| What to do |
Exclude the pictures, then repeat the remaining data exactly.

[Object outline annotations]
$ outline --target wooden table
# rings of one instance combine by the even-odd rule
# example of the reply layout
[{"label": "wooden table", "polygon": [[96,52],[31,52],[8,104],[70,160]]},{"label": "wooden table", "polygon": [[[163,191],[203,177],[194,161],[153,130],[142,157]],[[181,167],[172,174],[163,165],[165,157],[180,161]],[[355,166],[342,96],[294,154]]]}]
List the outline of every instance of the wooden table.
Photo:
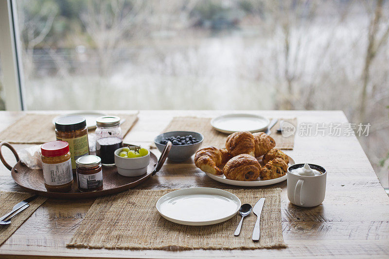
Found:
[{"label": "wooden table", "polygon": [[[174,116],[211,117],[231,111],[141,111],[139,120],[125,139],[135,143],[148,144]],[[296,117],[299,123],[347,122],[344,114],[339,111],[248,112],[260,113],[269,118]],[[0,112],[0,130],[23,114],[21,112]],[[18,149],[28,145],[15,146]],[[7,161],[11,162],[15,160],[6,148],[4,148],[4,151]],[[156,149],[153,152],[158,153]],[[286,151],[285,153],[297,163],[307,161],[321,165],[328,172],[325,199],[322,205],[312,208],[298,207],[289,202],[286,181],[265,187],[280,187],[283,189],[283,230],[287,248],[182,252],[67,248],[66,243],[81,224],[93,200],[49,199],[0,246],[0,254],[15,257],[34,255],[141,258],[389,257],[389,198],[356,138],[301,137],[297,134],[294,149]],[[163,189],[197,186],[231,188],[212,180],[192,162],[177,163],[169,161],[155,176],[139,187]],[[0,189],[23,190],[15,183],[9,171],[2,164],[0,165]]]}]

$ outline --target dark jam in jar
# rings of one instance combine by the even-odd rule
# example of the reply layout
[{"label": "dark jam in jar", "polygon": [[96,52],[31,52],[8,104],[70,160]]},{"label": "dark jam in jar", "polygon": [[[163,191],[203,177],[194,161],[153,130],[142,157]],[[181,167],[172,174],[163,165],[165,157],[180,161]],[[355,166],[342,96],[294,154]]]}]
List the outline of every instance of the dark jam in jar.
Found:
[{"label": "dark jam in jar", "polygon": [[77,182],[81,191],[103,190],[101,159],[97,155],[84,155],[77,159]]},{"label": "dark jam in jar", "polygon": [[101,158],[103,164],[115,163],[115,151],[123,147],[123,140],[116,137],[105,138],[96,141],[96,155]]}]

| Answer |
$ outline --target wooden table
# rings of one instance combine by the even-odd rule
# example of the reply layout
[{"label": "wooden table", "polygon": [[96,52],[31,52],[8,104],[70,160]]},{"label": "wooden table", "polygon": [[[163,191],[203,177],[194,161],[153,130],[142,157]],[[181,167],[172,174],[163,165],[165,157],[180,161]],[[355,166],[342,96],[294,154]]]}]
List the outline of every instance of the wooden table.
Photo:
Found:
[{"label": "wooden table", "polygon": [[[174,116],[211,117],[231,111],[141,111],[139,120],[125,139],[135,143],[148,144]],[[296,117],[299,123],[347,122],[344,114],[339,111],[248,112],[260,113],[269,118]],[[0,112],[0,130],[23,114],[21,112]],[[18,149],[28,145],[15,146]],[[7,161],[11,162],[15,160],[6,148],[4,148],[4,151]],[[156,149],[153,152],[158,153]],[[286,151],[285,153],[297,163],[307,161],[321,165],[328,172],[325,199],[322,205],[312,208],[298,207],[289,202],[286,181],[265,187],[280,187],[283,189],[283,230],[287,248],[182,252],[67,248],[66,243],[81,224],[93,200],[49,199],[0,246],[0,254],[15,257],[34,255],[141,258],[389,257],[389,198],[356,138],[301,137],[297,134],[294,149]],[[163,189],[197,186],[231,188],[212,180],[192,162],[177,163],[169,161],[155,176],[139,187]],[[0,189],[23,190],[15,183],[9,171],[2,164],[0,165]]]}]

$ outline --target dark jam in jar
# rings of one instance combine by the even-odd rule
# example of the reply layout
[{"label": "dark jam in jar", "polygon": [[96,52],[31,52],[8,104],[70,160]]},{"label": "dark jam in jar", "polygon": [[[163,191],[203,177],[194,161],[153,130],[142,157]],[[181,167],[172,174],[163,165],[165,157],[180,161]],[[355,166],[342,96],[294,154]]]}]
List the outline of every instance of the dark jam in jar.
Found:
[{"label": "dark jam in jar", "polygon": [[77,182],[81,191],[103,190],[101,159],[97,155],[84,155],[77,159]]},{"label": "dark jam in jar", "polygon": [[101,158],[103,164],[115,163],[115,151],[123,147],[123,140],[116,137],[105,138],[96,141],[96,155]]}]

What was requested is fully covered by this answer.